• The request
Reproduce the material starting at the line that contains "Find every instance of the boy with" and ending after the line that contains "<point>554,222</point>", with "glasses" swapped for "spectacles" and nothing else altered.

• Supplied records
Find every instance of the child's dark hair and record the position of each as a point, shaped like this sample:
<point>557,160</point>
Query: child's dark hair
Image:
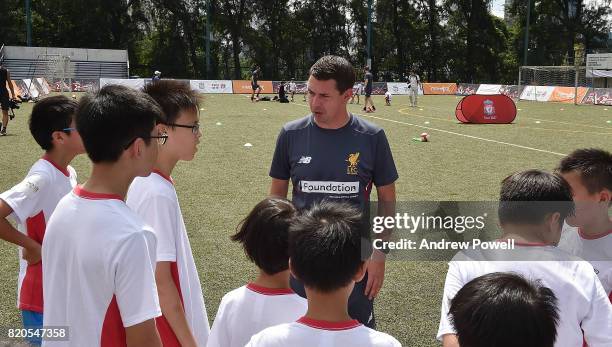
<point>264,234</point>
<point>325,245</point>
<point>593,165</point>
<point>332,67</point>
<point>527,197</point>
<point>504,310</point>
<point>111,119</point>
<point>51,114</point>
<point>173,97</point>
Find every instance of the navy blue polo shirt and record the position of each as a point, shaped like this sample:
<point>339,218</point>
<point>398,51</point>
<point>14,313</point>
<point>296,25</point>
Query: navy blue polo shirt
<point>339,164</point>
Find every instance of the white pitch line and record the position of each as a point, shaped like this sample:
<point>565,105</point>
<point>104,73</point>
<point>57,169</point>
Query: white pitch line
<point>469,136</point>
<point>459,134</point>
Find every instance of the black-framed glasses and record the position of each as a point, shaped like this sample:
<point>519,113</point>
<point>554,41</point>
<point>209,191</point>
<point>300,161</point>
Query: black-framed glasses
<point>161,139</point>
<point>194,128</point>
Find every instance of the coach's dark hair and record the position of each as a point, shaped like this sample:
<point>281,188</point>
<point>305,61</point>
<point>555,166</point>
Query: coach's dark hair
<point>527,197</point>
<point>332,67</point>
<point>325,245</point>
<point>112,117</point>
<point>264,234</point>
<point>173,97</point>
<point>51,114</point>
<point>593,165</point>
<point>504,310</point>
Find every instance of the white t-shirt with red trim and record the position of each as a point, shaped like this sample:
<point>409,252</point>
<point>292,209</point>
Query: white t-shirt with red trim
<point>33,201</point>
<point>581,300</point>
<point>596,249</point>
<point>247,310</point>
<point>154,199</point>
<point>98,261</point>
<point>309,332</point>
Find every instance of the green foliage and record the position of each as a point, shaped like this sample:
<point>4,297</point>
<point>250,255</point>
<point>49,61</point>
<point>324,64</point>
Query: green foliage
<point>449,40</point>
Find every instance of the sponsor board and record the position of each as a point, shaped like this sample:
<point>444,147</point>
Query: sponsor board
<point>439,88</point>
<point>537,93</point>
<point>488,89</point>
<point>244,87</point>
<point>212,86</point>
<point>598,96</point>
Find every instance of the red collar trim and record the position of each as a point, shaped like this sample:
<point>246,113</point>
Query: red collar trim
<point>593,237</point>
<point>531,244</point>
<point>166,177</point>
<point>61,169</point>
<point>269,291</point>
<point>326,325</point>
<point>80,192</point>
<point>525,244</point>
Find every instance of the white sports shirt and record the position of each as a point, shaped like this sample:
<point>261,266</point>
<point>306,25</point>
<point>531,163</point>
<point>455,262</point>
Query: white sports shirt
<point>247,310</point>
<point>154,199</point>
<point>98,261</point>
<point>582,302</point>
<point>33,201</point>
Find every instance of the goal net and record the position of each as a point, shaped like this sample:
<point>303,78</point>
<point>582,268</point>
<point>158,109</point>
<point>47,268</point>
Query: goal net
<point>538,82</point>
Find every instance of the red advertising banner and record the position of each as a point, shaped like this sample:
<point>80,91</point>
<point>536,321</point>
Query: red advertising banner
<point>467,88</point>
<point>486,109</point>
<point>598,96</point>
<point>244,87</point>
<point>566,94</point>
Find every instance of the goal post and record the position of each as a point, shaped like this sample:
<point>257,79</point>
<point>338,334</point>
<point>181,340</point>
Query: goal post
<point>542,78</point>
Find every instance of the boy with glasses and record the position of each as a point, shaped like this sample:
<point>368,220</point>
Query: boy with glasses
<point>183,321</point>
<point>98,255</point>
<point>32,201</point>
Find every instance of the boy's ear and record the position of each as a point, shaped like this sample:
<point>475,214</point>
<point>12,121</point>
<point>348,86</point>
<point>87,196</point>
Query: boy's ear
<point>605,196</point>
<point>363,268</point>
<point>58,136</point>
<point>291,270</point>
<point>136,148</point>
<point>348,94</point>
<point>554,222</point>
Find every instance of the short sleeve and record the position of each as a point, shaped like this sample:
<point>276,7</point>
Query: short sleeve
<point>598,322</point>
<point>135,287</point>
<point>219,334</point>
<point>25,198</point>
<point>160,213</point>
<point>280,168</point>
<point>384,166</point>
<point>452,285</point>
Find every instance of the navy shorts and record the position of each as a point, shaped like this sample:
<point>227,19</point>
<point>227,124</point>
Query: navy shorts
<point>361,307</point>
<point>4,102</point>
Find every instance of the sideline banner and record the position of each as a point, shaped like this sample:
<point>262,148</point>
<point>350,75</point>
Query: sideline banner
<point>489,89</point>
<point>511,91</point>
<point>598,96</point>
<point>537,93</point>
<point>467,89</point>
<point>566,94</point>
<point>397,88</point>
<point>135,83</point>
<point>244,87</point>
<point>212,86</point>
<point>31,88</point>
<point>401,88</point>
<point>439,88</point>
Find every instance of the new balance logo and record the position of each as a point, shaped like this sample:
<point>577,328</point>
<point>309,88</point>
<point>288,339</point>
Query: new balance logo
<point>304,160</point>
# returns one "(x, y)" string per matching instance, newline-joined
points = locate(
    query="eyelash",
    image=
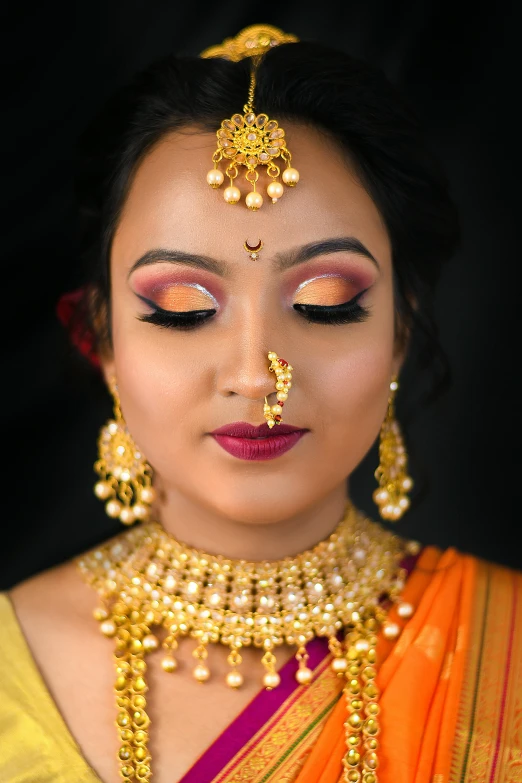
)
(348, 312)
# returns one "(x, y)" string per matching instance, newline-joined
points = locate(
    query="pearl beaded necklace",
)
(148, 580)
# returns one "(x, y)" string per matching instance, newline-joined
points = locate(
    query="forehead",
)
(170, 204)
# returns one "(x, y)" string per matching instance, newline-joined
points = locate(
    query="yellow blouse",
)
(35, 743)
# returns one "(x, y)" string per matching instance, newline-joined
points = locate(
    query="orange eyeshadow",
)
(324, 291)
(181, 298)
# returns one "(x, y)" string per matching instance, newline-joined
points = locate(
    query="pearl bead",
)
(232, 194)
(234, 679)
(290, 177)
(405, 610)
(271, 680)
(150, 642)
(148, 495)
(201, 672)
(102, 490)
(169, 664)
(127, 516)
(391, 630)
(140, 511)
(275, 190)
(304, 676)
(113, 508)
(254, 200)
(381, 496)
(339, 665)
(215, 178)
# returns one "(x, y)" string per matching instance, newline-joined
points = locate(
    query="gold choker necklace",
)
(146, 579)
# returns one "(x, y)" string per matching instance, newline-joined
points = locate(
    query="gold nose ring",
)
(283, 372)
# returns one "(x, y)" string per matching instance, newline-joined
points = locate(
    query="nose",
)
(245, 373)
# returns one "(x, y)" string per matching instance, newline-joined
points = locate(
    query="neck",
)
(205, 529)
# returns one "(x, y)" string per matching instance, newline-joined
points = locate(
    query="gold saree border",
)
(283, 748)
(488, 739)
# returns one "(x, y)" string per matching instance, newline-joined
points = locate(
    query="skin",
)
(177, 386)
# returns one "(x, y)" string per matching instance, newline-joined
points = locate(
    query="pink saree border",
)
(256, 715)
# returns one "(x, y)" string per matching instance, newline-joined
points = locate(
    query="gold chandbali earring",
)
(155, 591)
(283, 372)
(251, 139)
(394, 482)
(125, 475)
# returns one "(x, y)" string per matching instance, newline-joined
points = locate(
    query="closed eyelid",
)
(181, 297)
(326, 290)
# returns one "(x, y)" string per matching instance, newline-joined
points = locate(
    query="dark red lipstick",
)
(246, 441)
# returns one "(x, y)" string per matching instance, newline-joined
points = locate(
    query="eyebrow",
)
(282, 261)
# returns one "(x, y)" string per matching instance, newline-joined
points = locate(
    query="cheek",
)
(157, 380)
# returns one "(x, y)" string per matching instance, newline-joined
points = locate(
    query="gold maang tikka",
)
(283, 372)
(251, 139)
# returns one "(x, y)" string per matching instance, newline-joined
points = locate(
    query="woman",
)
(253, 356)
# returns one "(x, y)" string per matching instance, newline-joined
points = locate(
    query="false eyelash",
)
(348, 312)
(170, 320)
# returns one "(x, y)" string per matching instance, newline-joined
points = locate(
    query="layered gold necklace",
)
(155, 591)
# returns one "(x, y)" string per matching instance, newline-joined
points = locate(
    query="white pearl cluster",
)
(125, 476)
(283, 372)
(394, 482)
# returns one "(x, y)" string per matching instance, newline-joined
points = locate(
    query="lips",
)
(248, 442)
(241, 429)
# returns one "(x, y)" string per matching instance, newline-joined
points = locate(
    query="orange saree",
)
(451, 693)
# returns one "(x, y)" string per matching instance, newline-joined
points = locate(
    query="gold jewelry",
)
(253, 252)
(394, 482)
(283, 372)
(251, 139)
(146, 579)
(125, 476)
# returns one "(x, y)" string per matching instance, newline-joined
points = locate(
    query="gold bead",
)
(271, 680)
(169, 664)
(150, 642)
(102, 490)
(201, 672)
(304, 676)
(290, 177)
(113, 508)
(234, 679)
(339, 665)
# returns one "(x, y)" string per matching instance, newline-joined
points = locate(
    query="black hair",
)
(306, 83)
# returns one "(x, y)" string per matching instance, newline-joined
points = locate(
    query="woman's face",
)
(179, 247)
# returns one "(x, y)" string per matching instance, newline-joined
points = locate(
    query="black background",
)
(456, 62)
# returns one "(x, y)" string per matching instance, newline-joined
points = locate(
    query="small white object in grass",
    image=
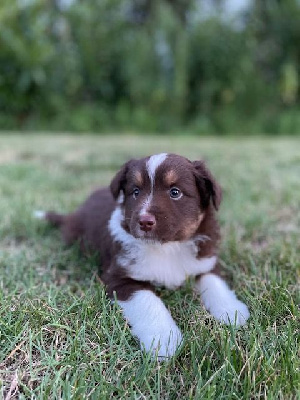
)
(39, 214)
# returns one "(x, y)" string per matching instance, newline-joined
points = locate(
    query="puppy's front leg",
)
(220, 301)
(152, 323)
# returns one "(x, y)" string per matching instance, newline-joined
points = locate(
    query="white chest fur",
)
(166, 264)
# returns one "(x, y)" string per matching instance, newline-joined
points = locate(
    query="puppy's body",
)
(155, 226)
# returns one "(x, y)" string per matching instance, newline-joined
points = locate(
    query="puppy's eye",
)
(135, 193)
(175, 193)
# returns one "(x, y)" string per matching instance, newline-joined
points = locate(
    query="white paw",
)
(231, 312)
(163, 343)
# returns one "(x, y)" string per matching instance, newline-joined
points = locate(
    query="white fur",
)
(167, 264)
(220, 301)
(152, 323)
(153, 163)
(39, 214)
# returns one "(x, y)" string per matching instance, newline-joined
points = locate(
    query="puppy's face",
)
(164, 197)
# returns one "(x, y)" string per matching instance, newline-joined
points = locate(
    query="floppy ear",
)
(208, 187)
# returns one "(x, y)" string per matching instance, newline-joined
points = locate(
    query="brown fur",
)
(175, 220)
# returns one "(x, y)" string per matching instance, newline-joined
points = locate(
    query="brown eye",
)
(135, 193)
(175, 193)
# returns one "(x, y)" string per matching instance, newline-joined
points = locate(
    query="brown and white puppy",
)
(155, 226)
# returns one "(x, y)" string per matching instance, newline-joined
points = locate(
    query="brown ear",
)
(118, 182)
(208, 187)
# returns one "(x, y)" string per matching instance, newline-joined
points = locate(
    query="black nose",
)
(147, 222)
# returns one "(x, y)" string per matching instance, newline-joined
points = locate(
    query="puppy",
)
(155, 226)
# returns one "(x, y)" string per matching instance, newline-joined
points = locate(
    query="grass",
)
(59, 335)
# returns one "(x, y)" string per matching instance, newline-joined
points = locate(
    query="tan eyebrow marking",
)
(170, 177)
(137, 176)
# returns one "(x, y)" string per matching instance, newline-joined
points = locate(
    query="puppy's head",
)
(164, 197)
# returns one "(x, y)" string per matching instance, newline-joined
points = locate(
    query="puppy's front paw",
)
(164, 342)
(231, 312)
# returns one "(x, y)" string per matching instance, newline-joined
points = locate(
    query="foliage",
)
(98, 65)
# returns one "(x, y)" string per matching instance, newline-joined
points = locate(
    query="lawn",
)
(60, 338)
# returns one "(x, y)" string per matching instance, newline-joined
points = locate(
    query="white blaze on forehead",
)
(153, 163)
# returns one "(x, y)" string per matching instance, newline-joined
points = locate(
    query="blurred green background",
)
(149, 66)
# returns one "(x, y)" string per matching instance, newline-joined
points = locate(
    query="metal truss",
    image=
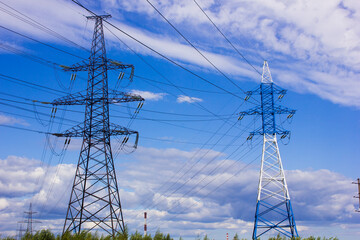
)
(95, 201)
(273, 207)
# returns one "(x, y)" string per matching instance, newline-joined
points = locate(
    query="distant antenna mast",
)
(358, 195)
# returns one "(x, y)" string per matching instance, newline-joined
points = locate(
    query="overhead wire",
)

• Written response
Find every instance of the boy with spectacles and record the position of each as a point, shaped like this sample:
<point>368,220</point>
Query: boy with spectacles
<point>183,321</point>
<point>98,255</point>
<point>32,201</point>
Find every instance of the boy's ear and record the position of each as a point, shaped like this sample:
<point>475,214</point>
<point>12,121</point>
<point>348,86</point>
<point>87,196</point>
Query: boy's ear
<point>605,196</point>
<point>363,268</point>
<point>58,136</point>
<point>291,270</point>
<point>136,148</point>
<point>348,94</point>
<point>554,222</point>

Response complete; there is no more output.